Point localization data:
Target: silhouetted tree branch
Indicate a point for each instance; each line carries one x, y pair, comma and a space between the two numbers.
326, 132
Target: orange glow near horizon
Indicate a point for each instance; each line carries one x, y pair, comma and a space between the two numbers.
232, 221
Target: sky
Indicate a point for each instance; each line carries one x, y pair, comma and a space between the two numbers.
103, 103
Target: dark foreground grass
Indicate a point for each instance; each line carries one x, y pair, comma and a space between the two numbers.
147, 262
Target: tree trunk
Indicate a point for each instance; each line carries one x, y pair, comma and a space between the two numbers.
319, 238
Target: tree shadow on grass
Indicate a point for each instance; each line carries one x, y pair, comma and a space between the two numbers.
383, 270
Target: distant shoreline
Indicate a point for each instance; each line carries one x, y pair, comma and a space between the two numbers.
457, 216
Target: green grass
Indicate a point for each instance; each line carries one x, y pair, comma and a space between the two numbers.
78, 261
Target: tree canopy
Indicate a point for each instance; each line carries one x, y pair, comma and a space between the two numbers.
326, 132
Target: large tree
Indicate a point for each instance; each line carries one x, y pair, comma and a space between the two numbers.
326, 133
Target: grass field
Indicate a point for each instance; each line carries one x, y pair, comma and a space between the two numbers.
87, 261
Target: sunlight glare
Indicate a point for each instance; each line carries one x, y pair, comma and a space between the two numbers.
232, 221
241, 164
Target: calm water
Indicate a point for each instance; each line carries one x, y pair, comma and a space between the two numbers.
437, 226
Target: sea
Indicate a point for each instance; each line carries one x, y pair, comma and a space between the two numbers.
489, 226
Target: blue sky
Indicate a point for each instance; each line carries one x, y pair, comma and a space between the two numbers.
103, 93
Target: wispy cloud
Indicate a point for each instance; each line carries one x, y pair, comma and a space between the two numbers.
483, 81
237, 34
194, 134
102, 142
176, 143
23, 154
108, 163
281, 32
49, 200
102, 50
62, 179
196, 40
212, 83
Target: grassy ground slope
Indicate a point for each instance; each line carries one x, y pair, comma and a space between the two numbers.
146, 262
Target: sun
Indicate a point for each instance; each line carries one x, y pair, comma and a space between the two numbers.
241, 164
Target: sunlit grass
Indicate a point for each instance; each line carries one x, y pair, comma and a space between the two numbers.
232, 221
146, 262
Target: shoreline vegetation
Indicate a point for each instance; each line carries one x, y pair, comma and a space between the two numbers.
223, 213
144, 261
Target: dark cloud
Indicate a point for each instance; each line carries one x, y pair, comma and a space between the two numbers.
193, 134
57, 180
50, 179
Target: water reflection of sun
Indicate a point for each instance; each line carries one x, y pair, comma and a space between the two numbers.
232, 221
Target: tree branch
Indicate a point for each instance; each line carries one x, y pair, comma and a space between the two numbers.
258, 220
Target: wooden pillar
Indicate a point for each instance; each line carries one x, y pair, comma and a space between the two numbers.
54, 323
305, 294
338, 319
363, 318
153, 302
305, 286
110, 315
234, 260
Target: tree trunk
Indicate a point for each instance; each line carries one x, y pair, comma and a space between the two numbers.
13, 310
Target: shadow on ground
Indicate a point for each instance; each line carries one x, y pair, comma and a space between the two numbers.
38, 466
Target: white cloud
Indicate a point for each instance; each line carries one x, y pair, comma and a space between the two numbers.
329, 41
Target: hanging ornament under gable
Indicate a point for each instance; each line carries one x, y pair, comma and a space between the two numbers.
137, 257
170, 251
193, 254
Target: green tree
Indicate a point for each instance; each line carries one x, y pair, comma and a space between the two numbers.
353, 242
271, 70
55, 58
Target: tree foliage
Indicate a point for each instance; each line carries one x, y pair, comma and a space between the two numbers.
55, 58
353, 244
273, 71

#### YOUR ASSIGNMENT
Give back the records above exactly, limited to the lines between the one holding "Target: grass field" and the one holding "Target: calm water", inclusive.

#### SOLUTION TO THIS PROBLEM
Target: grass field
Indicate a point for each instance; each line carries one x, y pair, comma and a space between the two numbers.
87, 261
Target: sunlight glare
Indicate a point for each instance; each line carries one x, y pair, comma and a space between the two numbers.
232, 221
241, 164
Target: calm water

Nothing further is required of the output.